[Start of Attachment]
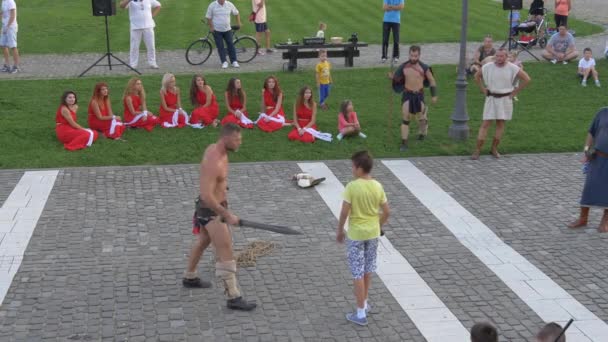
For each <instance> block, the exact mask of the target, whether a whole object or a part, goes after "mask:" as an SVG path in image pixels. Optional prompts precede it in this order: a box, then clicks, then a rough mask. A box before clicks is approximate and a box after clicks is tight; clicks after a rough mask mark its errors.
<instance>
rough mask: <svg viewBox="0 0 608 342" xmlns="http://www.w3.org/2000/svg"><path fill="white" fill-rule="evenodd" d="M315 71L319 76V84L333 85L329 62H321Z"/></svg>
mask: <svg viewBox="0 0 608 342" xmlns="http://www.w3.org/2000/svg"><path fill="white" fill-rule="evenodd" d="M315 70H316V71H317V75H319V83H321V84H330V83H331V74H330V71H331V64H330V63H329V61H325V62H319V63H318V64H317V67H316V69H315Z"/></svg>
[End of Attachment]
[Start of Attachment]
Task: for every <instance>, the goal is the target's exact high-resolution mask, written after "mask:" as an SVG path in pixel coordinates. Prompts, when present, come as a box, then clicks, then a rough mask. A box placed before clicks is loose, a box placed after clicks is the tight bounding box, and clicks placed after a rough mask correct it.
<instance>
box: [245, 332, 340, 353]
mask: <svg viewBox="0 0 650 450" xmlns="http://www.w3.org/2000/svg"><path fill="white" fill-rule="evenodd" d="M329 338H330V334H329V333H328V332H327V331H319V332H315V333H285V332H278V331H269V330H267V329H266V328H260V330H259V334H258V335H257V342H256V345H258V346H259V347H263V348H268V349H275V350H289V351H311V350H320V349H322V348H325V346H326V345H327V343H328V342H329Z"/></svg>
[End of Attachment]
If a line above holds the string "tight", return it as it stands.

For each <instance> block, the exact mask of the target, whether a whole object or a part, goes after "mask:" as an SVG path in image pixels. Optional prompts precede it in this order: a box, then clicks, then a rough mask. A box before clicks is approximate and a box after clicks is tight; clicks after a rough mask mark its errors.
Task: for every <instance>, the goal is the target's exact high-resolution mask, written after "mask:" as an SVG path in pixel coordinates. Prompts, when present, come as a box, then clicks, then a rough mask. A box placed before clicks is loose, a box placed after clicks is the tight bounding box, and clicks placed after a rough mask correct it.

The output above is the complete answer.